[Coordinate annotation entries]

——

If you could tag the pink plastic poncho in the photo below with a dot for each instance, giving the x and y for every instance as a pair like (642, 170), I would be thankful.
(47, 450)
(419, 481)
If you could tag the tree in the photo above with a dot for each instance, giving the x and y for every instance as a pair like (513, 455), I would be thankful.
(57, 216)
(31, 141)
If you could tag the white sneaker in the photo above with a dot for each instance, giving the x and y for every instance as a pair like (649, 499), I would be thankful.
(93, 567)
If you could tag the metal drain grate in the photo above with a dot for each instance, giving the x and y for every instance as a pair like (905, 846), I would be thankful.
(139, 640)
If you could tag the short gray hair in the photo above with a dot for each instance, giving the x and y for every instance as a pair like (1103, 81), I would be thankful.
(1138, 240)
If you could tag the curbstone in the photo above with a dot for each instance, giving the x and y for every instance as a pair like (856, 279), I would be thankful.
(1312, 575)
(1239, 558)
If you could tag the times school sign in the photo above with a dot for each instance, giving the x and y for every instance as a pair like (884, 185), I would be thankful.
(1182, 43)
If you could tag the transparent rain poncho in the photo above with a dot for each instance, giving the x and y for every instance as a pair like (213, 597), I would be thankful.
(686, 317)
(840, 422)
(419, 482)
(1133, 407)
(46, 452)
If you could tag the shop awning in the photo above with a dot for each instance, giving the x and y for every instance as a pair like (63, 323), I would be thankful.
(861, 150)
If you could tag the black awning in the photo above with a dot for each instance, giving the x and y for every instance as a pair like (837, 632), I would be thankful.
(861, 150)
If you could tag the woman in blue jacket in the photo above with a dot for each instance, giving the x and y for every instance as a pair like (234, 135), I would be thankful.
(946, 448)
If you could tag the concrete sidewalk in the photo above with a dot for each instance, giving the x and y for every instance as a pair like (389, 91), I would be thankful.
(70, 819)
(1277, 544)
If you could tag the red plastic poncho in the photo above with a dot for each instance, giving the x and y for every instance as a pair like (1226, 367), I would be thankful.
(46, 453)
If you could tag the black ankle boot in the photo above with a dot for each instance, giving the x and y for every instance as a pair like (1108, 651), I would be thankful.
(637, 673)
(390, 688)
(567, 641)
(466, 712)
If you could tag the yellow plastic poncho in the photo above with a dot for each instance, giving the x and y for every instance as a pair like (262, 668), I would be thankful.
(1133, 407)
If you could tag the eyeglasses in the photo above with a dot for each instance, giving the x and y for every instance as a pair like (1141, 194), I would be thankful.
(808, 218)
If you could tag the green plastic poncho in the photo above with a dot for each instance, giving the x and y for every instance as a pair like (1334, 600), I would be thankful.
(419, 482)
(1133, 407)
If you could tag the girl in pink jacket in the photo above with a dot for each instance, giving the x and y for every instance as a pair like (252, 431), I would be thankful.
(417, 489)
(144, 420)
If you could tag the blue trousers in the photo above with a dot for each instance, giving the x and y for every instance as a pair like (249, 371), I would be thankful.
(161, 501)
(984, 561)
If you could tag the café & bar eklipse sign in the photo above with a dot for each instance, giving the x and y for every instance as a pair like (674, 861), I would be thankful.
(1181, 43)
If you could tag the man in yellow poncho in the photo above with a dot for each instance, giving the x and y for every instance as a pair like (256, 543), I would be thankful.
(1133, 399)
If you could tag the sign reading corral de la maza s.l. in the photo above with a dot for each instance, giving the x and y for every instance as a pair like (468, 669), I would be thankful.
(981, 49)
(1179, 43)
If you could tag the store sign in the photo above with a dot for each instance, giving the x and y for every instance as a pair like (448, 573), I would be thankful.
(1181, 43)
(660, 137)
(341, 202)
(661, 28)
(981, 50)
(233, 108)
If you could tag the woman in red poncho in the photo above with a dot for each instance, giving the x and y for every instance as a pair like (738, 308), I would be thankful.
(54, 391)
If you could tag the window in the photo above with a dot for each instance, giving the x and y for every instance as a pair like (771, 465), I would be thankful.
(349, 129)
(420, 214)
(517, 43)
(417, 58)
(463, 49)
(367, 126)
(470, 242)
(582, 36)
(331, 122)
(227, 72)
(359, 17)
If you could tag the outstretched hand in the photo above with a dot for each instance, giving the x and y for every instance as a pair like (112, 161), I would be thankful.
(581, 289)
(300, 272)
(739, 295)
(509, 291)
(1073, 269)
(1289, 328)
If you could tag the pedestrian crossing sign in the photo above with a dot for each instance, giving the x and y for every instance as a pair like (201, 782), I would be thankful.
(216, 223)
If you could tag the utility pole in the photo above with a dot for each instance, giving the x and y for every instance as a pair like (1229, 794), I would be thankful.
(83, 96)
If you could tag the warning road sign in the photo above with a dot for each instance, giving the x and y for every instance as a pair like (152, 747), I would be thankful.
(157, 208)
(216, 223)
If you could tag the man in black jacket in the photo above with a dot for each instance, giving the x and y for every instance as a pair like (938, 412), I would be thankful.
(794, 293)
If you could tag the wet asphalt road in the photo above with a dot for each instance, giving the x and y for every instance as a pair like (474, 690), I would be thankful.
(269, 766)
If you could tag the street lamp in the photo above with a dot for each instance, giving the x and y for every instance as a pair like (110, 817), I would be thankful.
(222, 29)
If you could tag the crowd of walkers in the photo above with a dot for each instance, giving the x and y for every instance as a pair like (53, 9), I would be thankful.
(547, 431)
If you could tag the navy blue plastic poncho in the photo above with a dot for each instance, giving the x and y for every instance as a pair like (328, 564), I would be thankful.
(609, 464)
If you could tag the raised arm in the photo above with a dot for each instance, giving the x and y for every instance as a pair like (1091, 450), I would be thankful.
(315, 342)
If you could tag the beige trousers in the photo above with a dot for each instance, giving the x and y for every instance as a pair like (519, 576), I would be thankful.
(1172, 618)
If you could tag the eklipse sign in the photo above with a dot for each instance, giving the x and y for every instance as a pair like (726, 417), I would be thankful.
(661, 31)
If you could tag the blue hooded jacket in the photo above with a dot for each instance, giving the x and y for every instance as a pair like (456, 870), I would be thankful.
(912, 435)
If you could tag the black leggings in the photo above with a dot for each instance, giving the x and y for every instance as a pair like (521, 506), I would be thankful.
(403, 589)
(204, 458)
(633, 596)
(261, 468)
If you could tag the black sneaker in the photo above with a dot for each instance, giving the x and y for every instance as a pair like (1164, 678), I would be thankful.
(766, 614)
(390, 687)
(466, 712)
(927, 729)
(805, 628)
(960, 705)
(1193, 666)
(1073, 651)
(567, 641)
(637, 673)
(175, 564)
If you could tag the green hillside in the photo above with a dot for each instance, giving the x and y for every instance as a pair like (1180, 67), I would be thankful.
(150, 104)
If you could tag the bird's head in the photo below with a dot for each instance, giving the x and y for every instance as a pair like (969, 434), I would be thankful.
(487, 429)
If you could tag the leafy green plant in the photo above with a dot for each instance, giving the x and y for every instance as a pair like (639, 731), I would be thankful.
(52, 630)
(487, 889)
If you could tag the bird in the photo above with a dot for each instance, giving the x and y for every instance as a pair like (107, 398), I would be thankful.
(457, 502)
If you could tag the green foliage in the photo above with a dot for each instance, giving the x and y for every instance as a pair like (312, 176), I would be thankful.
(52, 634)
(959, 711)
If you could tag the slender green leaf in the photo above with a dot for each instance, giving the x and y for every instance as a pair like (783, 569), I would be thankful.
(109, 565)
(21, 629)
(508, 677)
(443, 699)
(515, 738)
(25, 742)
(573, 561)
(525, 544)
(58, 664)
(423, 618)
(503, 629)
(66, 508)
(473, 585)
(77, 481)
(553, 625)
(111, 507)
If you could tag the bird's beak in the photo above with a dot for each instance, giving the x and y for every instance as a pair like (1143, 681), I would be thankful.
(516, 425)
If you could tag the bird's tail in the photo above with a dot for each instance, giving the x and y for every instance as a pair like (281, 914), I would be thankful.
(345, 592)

——

INSTRUCTION: Copy out each line exactly.

RESULT FOR THIS TASK:
If you could tag the pink plastic poncho in the photo below with a dot for each instance, giving the x and y for every instance as a pair like (642, 170), I would be thankful.
(47, 450)
(419, 481)
If you could tag the tree in the photo above with a dot for each instance, giving the x and y for every instance as a pair like (513, 455), I would be thankful.
(57, 216)
(31, 141)
If you could tag the white sneaker in the photo above with a dot for each instance, giving the x and y for every instance as a pair like (649, 499), I would be thankful.
(93, 567)
If you could tag the metal drain grate in the photo above with a dot for each instance, giving the x and y for every instance as a pair like (905, 846), I would be thankful.
(139, 640)
If you could tag the short gray hair in the photo above with a dot for each instance, giving the x and y for every instance as a pair like (1103, 81), I would be thankful.
(1138, 240)
If you could tag the curbstone in the photo above with a dot for each instance, giving the x and y for every instance as a pair like (856, 279), I would be thankful.
(1312, 575)
(1239, 558)
If you could tag the times school sign in the photo above with a dot for each instance, giving the x and y for every instance as a pair like (884, 185), I would be thankful.
(1182, 43)
If you could tag the transparent rain poncho in the photo above with a dot for each instance, giving the x and y for every instance as a pair like (213, 597), I would be thankful.
(686, 317)
(840, 422)
(419, 482)
(1133, 407)
(46, 452)
If you could tag the shop awning in the photo above with a dot for each instance, giving the x and y for every instance as a pair like (63, 323), I would be thankful.
(861, 150)
If you could tag the black awning in the photo above with a dot for each instance, giving the x and y for every instance as a pair like (837, 632), I would be thankful.
(861, 150)
If you could tag the woman in blue jacket in the photo above with a dot for each instance, giving the x and y for every instance as a pair like (234, 135), I would be thankful.
(946, 448)
If you could tag the concrete sidewalk in the photo above with a dot for each instance, giving the x and y for every instance as a pair like (389, 91), I would be thankful.
(70, 819)
(1277, 544)
If you could tag the red plastic poncho in the photo above with a dot for each instance, giving the x and y for every instance as a pair like (1226, 367), I would be thankful.
(46, 453)
If you could tag the black ankle boot in the photo above with a dot for each instance, giving the x and y for every instance as a pair like (1108, 651), I would be thankful.
(637, 673)
(390, 688)
(567, 641)
(466, 712)
If you could tag the yellow plastic poncho in the photo above with a dot for each instance, giving the x and y for every instance as a pair like (262, 668), I would be thankful.
(1133, 407)
If you could tag the eyeglasses in the photo above with a dot for each instance, giving the x and y for every instance as a pair like (1141, 194), I would be thankful.
(808, 218)
If you could tag the green plastic poncho in the photo above with a dot for each instance, giving the x and y for every instance as a pair like (1334, 600), I would be thankful.
(419, 482)
(1133, 407)
If you could tag the girl in pink jacket in the photo above with a dot for each instance, giving the x and y for every instance as a pair like (252, 431), I would be thankful.
(417, 489)
(144, 420)
If you could tag the blue trousers in the photo above with a dot for each instance, giving the x and y for every instance as a pair like (249, 371), I would be thankful.
(161, 501)
(984, 561)
If you could tag the café & bar eklipse sign in the photo above with a dot for each instance, giving the x and y for every instance as a pair like (674, 861), I would be thankful.
(1181, 43)
If you could tag the man in yellow poncho in the photo above with a dot for each instance, giving the x and y for every instance as a pair like (256, 543), I would be thankful.
(1133, 399)
If you could tag the sign reading corral de la maza s.l. in the photo above with a dot for each instance, giving the x and y for every instance as a pair like (468, 669), I would be thankful.
(981, 49)
(1179, 43)
If you could tag the store sign in the photo above with a dot for each instance, giving the x and y for every instance as a pair like (448, 573), I would be thankful.
(1181, 43)
(660, 137)
(341, 202)
(661, 28)
(981, 50)
(233, 108)
If you could tag the woman in red poncho in the photo above with a dot for each instance, giving the x and y for every instance as a pair like (738, 308), I would be thankful.
(54, 391)
If you could tag the window in the photo above with a dot for each instance, giving the x and y for every instance as a pair like (771, 465), I would be thankful.
(349, 129)
(420, 214)
(517, 43)
(417, 58)
(463, 49)
(367, 126)
(470, 242)
(582, 36)
(331, 122)
(227, 72)
(359, 17)
If you could tag the outstretched hand in the photo above with a dot for each instance, giving the x and y for every instance as a pair like (112, 161), I would be thankful.
(581, 289)
(300, 272)
(739, 295)
(509, 291)
(1073, 269)
(1289, 328)
If you could tag the pedestrian crossing sign in the photo above with a dot for each instance, giving the x and y for every instance as a pair like (201, 782), I would be thankful.
(216, 223)
If you could tag the utility pole in the photo above with a dot for each instance, giving the x and y for every instance as a pair like (1229, 794), I would be thankful.
(83, 96)
If you could tag the warning road sign in the photo above with a dot for each instance, giving the x and y for every instance as a pair like (152, 747), I would be thankful.
(157, 208)
(216, 223)
If you could tag the man in black jacket in the photo above with a dot for each instance, giving the x and y for every instance as a pair like (938, 412), I would be thankful.
(794, 293)
If you could tag the wet asphalt road in the photo above with a dot for each instance, giving the x and y for every instance as a pair like (474, 690), I would be thankful.
(269, 766)
If you could tag the street lamp in the photo above with a dot for each instance, giving the x and y for every instance as a pair like (110, 817), I would be thankful.
(222, 29)
If you could tag the crowd of walkers in the photo above with a dot for each instance, giving the x and y for every instance as a pair like (53, 9), I would be thankful.
(547, 431)
If you could tag the navy blue plastic poncho in the photo above with a dot for each instance, giving the x and y for every instance as a pair like (328, 564), I would be thankful.
(609, 464)
If you could tag the raised arm in the photo above with a dot for each instance, giving the x and y for every instance as a pair like (1091, 450), I would be thankful.
(315, 342)
If you could tag the beige trousers in the photo above with a dot for each instance, giving the x and y for every instance as a pair like (519, 576), I would be thankful.
(1172, 618)
If you could tag the eklipse sign in the photo above with a dot for each instance, giving the x and y for every instance as a pair like (726, 417), I would be thankful.
(661, 31)
If you could tag the blue hooded jacket in the photo above with a dot for each instance, giving the x and y for every instance as a pair like (456, 870), I would be thankful.
(912, 435)
If you could tag the black leggings in the photo above with a dot for each instance, giving the x and y for every instance as a pair like (521, 506), I would be thankful.
(403, 589)
(204, 458)
(633, 596)
(261, 468)
If you could tag the black sneaker in the photo above with a dot for each instance, giving the x and y for every instance as a pair like (1164, 678), I would be thankful.
(766, 614)
(390, 687)
(466, 712)
(927, 729)
(805, 628)
(960, 705)
(1193, 666)
(1073, 651)
(567, 641)
(637, 673)
(175, 564)
If you could tag the green hillside in the photo above with a dot for each instance, giving the x and y for every instance as a pair like (1180, 67), I would be thankful.
(150, 104)
If you could tag the bird's head in the photo below with a dot for each instance, giving the x and y for every instance as a pair like (969, 434), I would be thankful.
(487, 429)
If you could tag the leafy green plant in the photo above with a dot for each instance, giving the x and y for every instance as a pair like (639, 731), I would be thankful.
(52, 630)
(487, 889)
If you could tag the bird in the photo above with a dot for each instance, giving the x and y for every instance as a pair like (107, 398), I would be thankful.
(457, 502)
If you could tag the green foliage in the photo above with a dot for each instance, giving the x and y for every instance as a pair like (312, 176), I would be thankful.
(52, 634)
(959, 711)
If you could tag the slender green leaf in the photo above with a dot for each instance, giving the x and y for every instance as a pair like (783, 569), I would be thankful.
(109, 565)
(21, 629)
(508, 677)
(443, 699)
(515, 738)
(25, 742)
(573, 561)
(525, 544)
(58, 664)
(423, 618)
(503, 629)
(66, 508)
(473, 585)
(77, 481)
(553, 625)
(111, 507)
If you could tag the bird's beak in the photo above with a dot for each instance, giving the x and y for every instance as a pair like (1143, 681), I would be thankful.
(516, 425)
If you could tag the bird's tail in the photo above with a dot for each instance, giving the x and y for every instance as a pair like (281, 914), I would be thankful.
(345, 592)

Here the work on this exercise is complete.